The results stored in these JSON files can then be plotted and viewed
interactively in a web browser.
Here we define:
- The directory that will contain the JSON forecast outputs (
'json_dir'
); - The y-axis label (
'obs_axis_lbl'
); - The decimal precision of the y-axis ticks (
'obs_axis_prec'
); - The tool-tip label for individual observations (
'obs_datum_lbl'
); and - The tool-tip decimal precision (
'obs_datum_prec'
).
locations = {
'some-city': {
'name': 'Some City',
# Other lines omitted ...
'json_dir': './www/data',
'obs_axis_lbl': 'Weekly Cases',
'obs_axis_prec': 0,
'obs_datum_lbl': 'cases/week',
'obs_datum_prec': 0,
}
}
Running the forecasts¶
First, ensure that the epifxlocns.py
is correctly detected and the
forecast location is identified by the epifx-locn
command:
$ epifx-locn
some-city
$
Then use the epifx-forecast
command to generate forecasts for all
combinations of the observation model parameter values:
$ epifx-forecast --year 2017 --from 2017-03-10 some-city
INFO:epifx.cmd.forecast:Forecasting from 2017-03-12 00:00:00 ...
Visualising the forecasts¶
You can use the epifx-template
command to generate the necessary files to
view the interactive forecast plots in your browser.
$ epifx-template
You will also need to download the d3
JavaScript library.
$ wget https://github.com/d3/d3/releases/download/v3.5.17/d3.zip
$ unzip d3.zip
$ mv d3.min.js www/
Finally, edit www/index.html
and add each of the forecast JSON files
to the drop-down list, replacing the template values.
<div class="params">
<form id="data-file-form">
<label for="data_file">Forecast:</label>
<select id="data_file">
<option value="data/some-city-2017-bg-08-bgvar-06-disp-100-pr-0.01.json" selected>pr_obs = 0.01</option>
<option value="data/some-city-2017-bg-08-bgvar-06-disp-100-pr-0.02.json">pr_obs = 0.02</option>
</select>
</form>
</div>
Then open www/index.html
in your browser.

* **WHAT YOU WILL DO**
- A) Answer these questions from the epifx forecasting text, one per line:
(i) What value does the example give for 'obs_axis_lbl'?
(ii) Which command confirms that the forecast location is identified?
(iii) Which JavaScript library must be downloaded?
- B) Write out the portion of the epifx forecasting text starting at "Visualising the forecasts¶" and ending at "JavaScript library.".

* **GIVEN INFORMATION**
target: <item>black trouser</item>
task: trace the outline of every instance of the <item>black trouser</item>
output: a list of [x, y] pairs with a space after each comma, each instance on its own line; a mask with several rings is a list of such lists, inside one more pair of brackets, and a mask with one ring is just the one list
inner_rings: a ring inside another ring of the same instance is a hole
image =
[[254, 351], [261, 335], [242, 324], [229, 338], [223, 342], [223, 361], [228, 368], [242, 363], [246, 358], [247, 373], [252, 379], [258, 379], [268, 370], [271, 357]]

* **ANSWERS TO THE PROBLEMS**
- A)
(i) 'Weekly Cases'
(ii) epifx-locn
(iii) d3

- B)
Visualising the forecasts¶
You can use the epifx-template
command to generate the necessary files to
view the interactive forecast plots in your browser.
$ epifx-template
You will also need to download the d3
JavaScript library.